• _Goal_: Please update the data from the line containing "The scan above contains the tan" through the line containing "[172,102,219,143]", inclusive, by changing "hedge row" to "row of shrubs" and leaving everything else as it is. Return only those lines.

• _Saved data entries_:
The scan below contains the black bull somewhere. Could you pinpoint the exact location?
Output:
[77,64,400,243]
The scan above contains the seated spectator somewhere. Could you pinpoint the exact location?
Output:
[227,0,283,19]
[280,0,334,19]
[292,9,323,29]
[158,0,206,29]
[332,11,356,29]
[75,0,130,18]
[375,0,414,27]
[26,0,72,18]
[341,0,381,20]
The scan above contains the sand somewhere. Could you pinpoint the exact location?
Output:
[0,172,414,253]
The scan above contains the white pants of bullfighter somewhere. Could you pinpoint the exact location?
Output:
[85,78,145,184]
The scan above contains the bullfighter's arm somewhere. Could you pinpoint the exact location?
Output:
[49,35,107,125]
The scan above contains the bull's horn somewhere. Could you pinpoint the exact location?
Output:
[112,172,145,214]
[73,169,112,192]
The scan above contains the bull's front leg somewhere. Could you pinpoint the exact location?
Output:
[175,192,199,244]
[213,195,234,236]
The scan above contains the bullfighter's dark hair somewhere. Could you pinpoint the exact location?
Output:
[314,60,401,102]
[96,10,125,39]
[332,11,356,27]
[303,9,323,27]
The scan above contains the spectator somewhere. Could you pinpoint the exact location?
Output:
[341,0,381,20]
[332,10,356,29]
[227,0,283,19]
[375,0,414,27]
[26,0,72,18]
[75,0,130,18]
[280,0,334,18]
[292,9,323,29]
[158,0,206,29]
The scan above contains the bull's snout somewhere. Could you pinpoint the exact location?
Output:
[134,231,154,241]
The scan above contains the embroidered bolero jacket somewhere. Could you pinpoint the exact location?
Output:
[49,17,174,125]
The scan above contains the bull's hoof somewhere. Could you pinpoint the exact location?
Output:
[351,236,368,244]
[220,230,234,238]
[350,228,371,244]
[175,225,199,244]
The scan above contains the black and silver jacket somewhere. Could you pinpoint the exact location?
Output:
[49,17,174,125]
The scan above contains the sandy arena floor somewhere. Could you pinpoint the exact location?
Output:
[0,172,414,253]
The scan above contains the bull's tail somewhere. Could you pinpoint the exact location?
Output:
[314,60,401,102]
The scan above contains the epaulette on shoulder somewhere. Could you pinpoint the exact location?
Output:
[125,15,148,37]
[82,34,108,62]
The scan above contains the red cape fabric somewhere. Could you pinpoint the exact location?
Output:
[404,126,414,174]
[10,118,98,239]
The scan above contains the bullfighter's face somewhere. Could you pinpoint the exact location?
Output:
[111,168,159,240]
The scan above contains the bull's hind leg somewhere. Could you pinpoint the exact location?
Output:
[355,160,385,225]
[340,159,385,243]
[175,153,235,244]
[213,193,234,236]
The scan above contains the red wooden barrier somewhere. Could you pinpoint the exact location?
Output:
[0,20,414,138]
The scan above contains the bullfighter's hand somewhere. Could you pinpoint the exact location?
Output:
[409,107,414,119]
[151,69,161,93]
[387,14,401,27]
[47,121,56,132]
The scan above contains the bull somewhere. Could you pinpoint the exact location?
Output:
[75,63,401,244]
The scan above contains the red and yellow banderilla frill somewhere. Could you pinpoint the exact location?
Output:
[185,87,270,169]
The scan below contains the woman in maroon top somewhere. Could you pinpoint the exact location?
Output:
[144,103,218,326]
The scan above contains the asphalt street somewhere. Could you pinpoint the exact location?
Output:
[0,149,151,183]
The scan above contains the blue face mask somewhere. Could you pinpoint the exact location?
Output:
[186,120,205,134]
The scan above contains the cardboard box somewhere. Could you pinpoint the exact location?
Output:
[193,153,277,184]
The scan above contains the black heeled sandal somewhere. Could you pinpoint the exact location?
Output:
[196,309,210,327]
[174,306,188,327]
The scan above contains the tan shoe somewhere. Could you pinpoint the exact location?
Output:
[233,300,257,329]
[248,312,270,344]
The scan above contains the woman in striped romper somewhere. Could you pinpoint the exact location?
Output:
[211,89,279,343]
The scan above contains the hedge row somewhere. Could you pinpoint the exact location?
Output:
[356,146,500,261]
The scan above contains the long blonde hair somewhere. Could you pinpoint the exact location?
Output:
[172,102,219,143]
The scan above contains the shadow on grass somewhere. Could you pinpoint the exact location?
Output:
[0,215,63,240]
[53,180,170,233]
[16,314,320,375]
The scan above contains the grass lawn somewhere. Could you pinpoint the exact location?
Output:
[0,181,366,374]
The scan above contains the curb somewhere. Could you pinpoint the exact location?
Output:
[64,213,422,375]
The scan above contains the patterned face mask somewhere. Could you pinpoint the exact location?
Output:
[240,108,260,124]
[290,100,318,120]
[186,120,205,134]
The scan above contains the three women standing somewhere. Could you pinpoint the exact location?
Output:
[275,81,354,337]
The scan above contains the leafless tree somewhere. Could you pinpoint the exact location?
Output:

• _Result below_:
The scan above contains the tan shoe somewhere. Could you pinpoint the exact location?
Output:
[233,300,257,329]
[248,312,270,344]
The scan above contains the woman in striped romper somewhere. Could you pinpoint the exact location?
Output:
[211,89,279,343]
The scan above contains the row of shrubs somewhere. Could you pinpoint the exact location?
Output:
[356,146,500,261]
The scan above contains the long blonde hair somewhere. Could you pinpoint the exact location?
Output:
[172,102,219,143]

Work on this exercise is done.